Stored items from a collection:

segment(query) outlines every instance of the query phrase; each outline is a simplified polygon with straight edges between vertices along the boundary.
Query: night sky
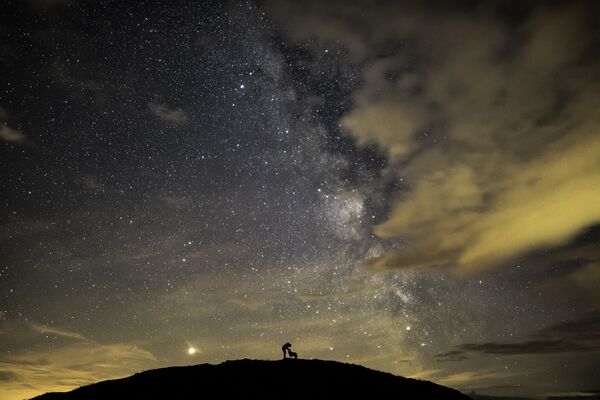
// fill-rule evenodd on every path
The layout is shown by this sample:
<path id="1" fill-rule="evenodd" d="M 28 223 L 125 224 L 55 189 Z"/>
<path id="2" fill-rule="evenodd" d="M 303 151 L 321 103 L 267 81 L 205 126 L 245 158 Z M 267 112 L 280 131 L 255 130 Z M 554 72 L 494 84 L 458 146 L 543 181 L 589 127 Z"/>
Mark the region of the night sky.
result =
<path id="1" fill-rule="evenodd" d="M 600 386 L 600 7 L 3 1 L 0 397 L 332 359 Z"/>

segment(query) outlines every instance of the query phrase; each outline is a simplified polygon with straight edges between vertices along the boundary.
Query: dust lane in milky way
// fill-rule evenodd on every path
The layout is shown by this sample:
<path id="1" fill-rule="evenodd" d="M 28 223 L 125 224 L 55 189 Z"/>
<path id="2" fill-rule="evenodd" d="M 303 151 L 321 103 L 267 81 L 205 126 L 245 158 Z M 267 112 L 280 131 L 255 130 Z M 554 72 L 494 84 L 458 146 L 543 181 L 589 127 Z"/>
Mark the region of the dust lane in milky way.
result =
<path id="1" fill-rule="evenodd" d="M 599 11 L 8 1 L 0 397 L 286 342 L 597 389 Z"/>

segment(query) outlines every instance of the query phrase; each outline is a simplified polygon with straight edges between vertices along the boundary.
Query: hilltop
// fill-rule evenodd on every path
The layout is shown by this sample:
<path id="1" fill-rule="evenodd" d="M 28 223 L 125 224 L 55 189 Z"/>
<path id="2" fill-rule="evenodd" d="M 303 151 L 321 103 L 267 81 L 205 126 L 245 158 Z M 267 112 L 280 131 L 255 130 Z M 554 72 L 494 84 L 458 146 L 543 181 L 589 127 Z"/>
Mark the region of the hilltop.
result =
<path id="1" fill-rule="evenodd" d="M 468 400 L 457 390 L 354 364 L 323 360 L 235 360 L 144 371 L 127 378 L 46 393 L 37 400 L 355 398 Z"/>

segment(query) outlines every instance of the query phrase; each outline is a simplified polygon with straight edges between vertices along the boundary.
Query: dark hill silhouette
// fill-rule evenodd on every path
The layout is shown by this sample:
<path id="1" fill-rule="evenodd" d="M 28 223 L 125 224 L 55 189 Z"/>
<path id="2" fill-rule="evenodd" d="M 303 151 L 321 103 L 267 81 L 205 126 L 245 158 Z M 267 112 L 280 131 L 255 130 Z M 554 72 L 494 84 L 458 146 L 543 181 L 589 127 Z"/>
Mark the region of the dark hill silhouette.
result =
<path id="1" fill-rule="evenodd" d="M 363 395 L 363 396 L 361 396 Z M 95 399 L 321 399 L 468 400 L 457 390 L 359 365 L 323 360 L 236 360 L 222 364 L 170 367 L 46 393 L 38 400 Z"/>

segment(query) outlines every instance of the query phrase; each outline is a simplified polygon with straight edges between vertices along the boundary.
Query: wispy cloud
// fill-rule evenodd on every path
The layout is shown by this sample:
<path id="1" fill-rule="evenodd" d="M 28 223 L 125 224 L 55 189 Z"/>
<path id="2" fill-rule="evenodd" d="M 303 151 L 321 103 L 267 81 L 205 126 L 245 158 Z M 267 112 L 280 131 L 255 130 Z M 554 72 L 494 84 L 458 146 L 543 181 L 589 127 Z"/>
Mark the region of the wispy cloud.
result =
<path id="1" fill-rule="evenodd" d="M 600 350 L 600 311 L 549 325 L 521 342 L 464 343 L 436 355 L 438 361 L 462 361 L 471 354 L 532 355 Z"/>
<path id="2" fill-rule="evenodd" d="M 586 56 L 598 30 L 584 3 L 517 26 L 494 3 L 269 4 L 293 38 L 364 65 L 341 124 L 403 179 L 373 229 L 405 239 L 369 269 L 476 273 L 600 222 L 600 64 Z"/>
<path id="3" fill-rule="evenodd" d="M 77 332 L 69 331 L 67 329 L 55 328 L 55 327 L 51 327 L 48 325 L 38 324 L 35 322 L 30 322 L 29 326 L 31 327 L 31 329 L 33 329 L 34 331 L 37 331 L 41 334 L 61 336 L 61 337 L 76 339 L 76 340 L 87 340 L 85 338 L 85 336 L 83 336 Z"/>

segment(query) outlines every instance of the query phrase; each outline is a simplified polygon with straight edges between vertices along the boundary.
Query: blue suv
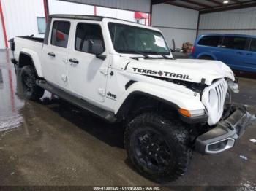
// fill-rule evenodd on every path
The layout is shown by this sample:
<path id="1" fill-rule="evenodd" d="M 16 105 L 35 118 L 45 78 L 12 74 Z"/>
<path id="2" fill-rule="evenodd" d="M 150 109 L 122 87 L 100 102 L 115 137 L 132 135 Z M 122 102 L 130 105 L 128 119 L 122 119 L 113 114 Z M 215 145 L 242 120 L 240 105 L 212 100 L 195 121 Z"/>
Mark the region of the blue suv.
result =
<path id="1" fill-rule="evenodd" d="M 217 60 L 233 70 L 256 72 L 256 36 L 203 34 L 195 41 L 191 57 Z"/>

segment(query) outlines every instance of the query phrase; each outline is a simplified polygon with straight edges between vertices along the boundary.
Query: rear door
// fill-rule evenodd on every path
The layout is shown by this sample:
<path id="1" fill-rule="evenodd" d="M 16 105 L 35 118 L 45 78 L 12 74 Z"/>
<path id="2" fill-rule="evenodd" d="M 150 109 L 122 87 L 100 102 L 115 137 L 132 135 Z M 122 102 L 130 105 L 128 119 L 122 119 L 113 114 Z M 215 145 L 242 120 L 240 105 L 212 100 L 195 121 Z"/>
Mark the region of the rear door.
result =
<path id="1" fill-rule="evenodd" d="M 67 85 L 67 64 L 69 51 L 70 21 L 53 19 L 48 44 L 42 49 L 45 79 L 58 86 Z"/>
<path id="2" fill-rule="evenodd" d="M 68 56 L 67 75 L 69 91 L 86 100 L 104 101 L 109 57 L 98 58 L 95 49 L 106 55 L 102 23 L 75 20 L 72 28 L 72 46 Z"/>
<path id="3" fill-rule="evenodd" d="M 222 54 L 220 61 L 233 69 L 241 70 L 244 67 L 243 61 L 248 42 L 246 37 L 225 36 L 220 47 Z"/>

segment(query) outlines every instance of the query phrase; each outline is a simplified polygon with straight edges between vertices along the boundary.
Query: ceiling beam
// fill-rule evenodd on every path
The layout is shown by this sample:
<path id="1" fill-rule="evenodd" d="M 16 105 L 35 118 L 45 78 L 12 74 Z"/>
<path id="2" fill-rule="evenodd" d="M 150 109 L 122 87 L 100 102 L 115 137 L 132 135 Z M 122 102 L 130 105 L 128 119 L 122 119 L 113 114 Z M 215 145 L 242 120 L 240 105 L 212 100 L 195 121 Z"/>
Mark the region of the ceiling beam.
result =
<path id="1" fill-rule="evenodd" d="M 165 3 L 171 2 L 174 1 L 175 0 L 152 0 L 151 4 L 165 4 Z"/>
<path id="2" fill-rule="evenodd" d="M 209 1 L 211 3 L 213 3 L 213 4 L 216 4 L 217 5 L 220 5 L 220 6 L 223 4 L 222 3 L 221 3 L 221 2 L 218 1 L 216 1 L 216 0 L 206 0 L 206 1 Z"/>
<path id="3" fill-rule="evenodd" d="M 228 10 L 234 10 L 234 9 L 244 9 L 244 8 L 249 8 L 256 7 L 256 2 L 255 1 L 250 1 L 252 3 L 248 3 L 246 4 L 229 4 L 228 7 L 212 7 L 214 9 L 201 9 L 200 10 L 200 14 L 206 14 L 206 13 L 211 13 L 211 12 L 222 12 L 222 11 L 228 11 Z M 246 1 L 244 1 L 244 3 L 246 3 Z"/>
<path id="4" fill-rule="evenodd" d="M 179 4 L 179 3 L 174 2 L 174 1 L 173 2 L 167 2 L 166 4 L 198 11 L 198 8 L 196 8 L 195 7 L 190 7 L 190 6 L 184 5 L 183 4 Z"/>
<path id="5" fill-rule="evenodd" d="M 241 4 L 242 2 L 238 0 L 231 0 L 232 1 L 237 3 L 237 4 Z"/>
<path id="6" fill-rule="evenodd" d="M 180 0 L 180 1 L 184 1 L 186 3 L 189 3 L 189 4 L 194 4 L 194 5 L 195 4 L 195 5 L 197 5 L 199 7 L 210 7 L 208 4 L 200 3 L 200 2 L 192 1 L 192 0 Z"/>

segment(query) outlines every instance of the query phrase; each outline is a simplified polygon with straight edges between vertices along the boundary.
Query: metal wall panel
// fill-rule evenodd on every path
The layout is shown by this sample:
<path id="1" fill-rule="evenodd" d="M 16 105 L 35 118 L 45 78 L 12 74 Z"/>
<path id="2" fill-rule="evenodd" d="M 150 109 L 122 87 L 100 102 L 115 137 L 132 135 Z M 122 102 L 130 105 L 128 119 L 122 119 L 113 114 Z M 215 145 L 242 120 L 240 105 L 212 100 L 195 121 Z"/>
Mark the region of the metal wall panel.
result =
<path id="1" fill-rule="evenodd" d="M 152 25 L 164 34 L 170 47 L 174 39 L 176 47 L 186 42 L 194 42 L 196 37 L 198 11 L 159 4 L 153 6 Z"/>
<path id="2" fill-rule="evenodd" d="M 208 13 L 200 16 L 200 34 L 225 33 L 255 35 L 255 31 L 256 7 Z"/>
<path id="3" fill-rule="evenodd" d="M 59 0 L 110 8 L 150 12 L 150 0 Z"/>

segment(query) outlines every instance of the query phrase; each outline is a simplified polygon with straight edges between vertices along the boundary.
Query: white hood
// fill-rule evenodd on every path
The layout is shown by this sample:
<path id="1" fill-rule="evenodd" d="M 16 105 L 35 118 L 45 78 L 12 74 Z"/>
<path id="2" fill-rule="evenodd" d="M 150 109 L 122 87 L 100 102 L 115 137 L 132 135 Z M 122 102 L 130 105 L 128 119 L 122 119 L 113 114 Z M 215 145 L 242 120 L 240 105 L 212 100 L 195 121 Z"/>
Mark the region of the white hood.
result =
<path id="1" fill-rule="evenodd" d="M 184 80 L 210 85 L 215 79 L 227 77 L 235 80 L 232 70 L 217 61 L 177 59 L 132 60 L 126 70 L 148 76 Z"/>

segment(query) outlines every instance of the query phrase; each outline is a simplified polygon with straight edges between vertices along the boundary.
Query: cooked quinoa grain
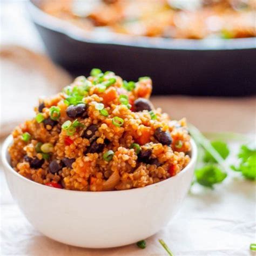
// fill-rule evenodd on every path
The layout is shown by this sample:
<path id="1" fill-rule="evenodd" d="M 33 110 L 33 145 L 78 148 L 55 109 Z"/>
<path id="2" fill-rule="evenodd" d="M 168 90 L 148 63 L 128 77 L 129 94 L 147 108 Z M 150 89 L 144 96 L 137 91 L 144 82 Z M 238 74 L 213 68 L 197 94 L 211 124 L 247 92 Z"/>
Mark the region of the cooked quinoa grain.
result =
<path id="1" fill-rule="evenodd" d="M 39 100 L 35 117 L 15 129 L 14 169 L 42 184 L 84 191 L 144 187 L 182 171 L 190 160 L 185 119 L 154 109 L 150 78 L 127 82 L 97 70 Z"/>

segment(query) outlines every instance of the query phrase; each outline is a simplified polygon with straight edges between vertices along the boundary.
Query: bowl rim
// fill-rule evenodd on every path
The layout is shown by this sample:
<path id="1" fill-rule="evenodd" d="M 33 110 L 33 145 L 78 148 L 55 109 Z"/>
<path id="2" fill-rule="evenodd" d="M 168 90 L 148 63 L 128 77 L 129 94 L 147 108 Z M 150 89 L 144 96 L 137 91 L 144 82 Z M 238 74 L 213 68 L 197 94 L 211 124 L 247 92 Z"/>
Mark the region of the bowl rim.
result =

** What you have to do **
Reproduce the listing word for word, starting at its first line and ending with the line that contains "600 386 L 600". Omit the pictures.

** Solution for this exercise **
segment(query) outlines every instance of the query phrase; each outline is a simplified polygon with straight edges between vertices along the boundary.
Query: night sky
// fill-rule evenodd on every path
The layout is shown by this sample:
<path id="1" fill-rule="evenodd" d="M 28 223 L 125 224 L 55 189 Z"/>
<path id="2" fill-rule="evenodd" d="M 303 151 L 321 103 L 267 81 L 205 126 L 245 158 Z M 267 112 L 280 131 L 255 130 Z M 554 72 L 494 84 L 458 146 L 543 181 L 589 127 Z"/>
Mark the region of the night sky.
result =
<path id="1" fill-rule="evenodd" d="M 600 386 L 600 7 L 3 1 L 0 397 L 332 359 Z"/>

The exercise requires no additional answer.